Copy all of the rows below verbatim, omitting the picture.

● **Data to process**:
————————
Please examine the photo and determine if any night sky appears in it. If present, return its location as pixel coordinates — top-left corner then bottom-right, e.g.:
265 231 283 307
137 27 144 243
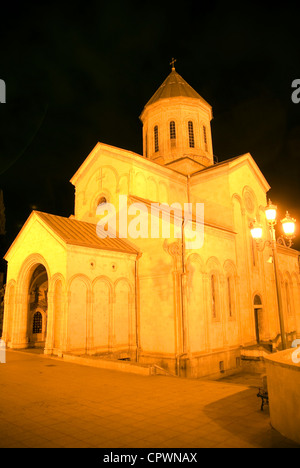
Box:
0 0 300 270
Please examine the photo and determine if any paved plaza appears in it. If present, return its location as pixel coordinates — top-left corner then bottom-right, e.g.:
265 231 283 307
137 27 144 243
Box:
0 351 298 448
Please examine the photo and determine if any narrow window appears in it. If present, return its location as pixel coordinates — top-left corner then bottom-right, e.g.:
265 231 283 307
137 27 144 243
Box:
145 133 148 158
211 275 217 318
285 282 291 315
97 197 107 206
203 125 208 151
227 276 233 317
250 237 257 266
170 121 176 140
154 125 159 153
32 312 43 333
188 121 195 148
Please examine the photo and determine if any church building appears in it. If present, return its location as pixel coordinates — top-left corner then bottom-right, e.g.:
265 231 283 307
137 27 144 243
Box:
2 64 300 378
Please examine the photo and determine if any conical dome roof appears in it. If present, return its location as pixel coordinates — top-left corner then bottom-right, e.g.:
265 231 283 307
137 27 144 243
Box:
145 68 211 107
————————
● **Full solution**:
Please examine the photo and determine if any night sky appears in it. If present, return its location as pixel coordinates — top-left corner then bottom-right, e.g.:
265 231 283 307
137 27 144 243
Box:
0 0 300 270
Please examine the photo and determine if any paved plaza appears in it. If present, return its location as pixel coordinates — top-left corner then bottom-right, e.g.:
265 231 283 307
137 27 144 243
Box:
0 351 298 448
Please examine the photo and determine if any narrow window appears in it. If present, return its location as pixel coordinates — top-left corner then bottom-right, e.g.:
265 231 283 307
137 27 144 243
Box:
145 133 148 158
211 275 217 318
285 282 291 315
97 197 107 206
203 125 208 151
227 276 233 317
250 237 257 266
170 121 176 140
154 125 159 153
32 312 43 333
188 121 195 148
Please examine the photo and determine if any church building appears in it. If present, return its location as pixel coordinates — top-left corner then bottom-right, e.g.:
265 231 283 307
137 27 144 243
Box:
2 64 300 378
Please examine the photo and determine if any conical dome roof appears in it. If present, return its location as pixel coordinates — top-left corner then bottom-right, e.g.:
265 231 283 307
137 27 144 243
Box:
145 68 211 107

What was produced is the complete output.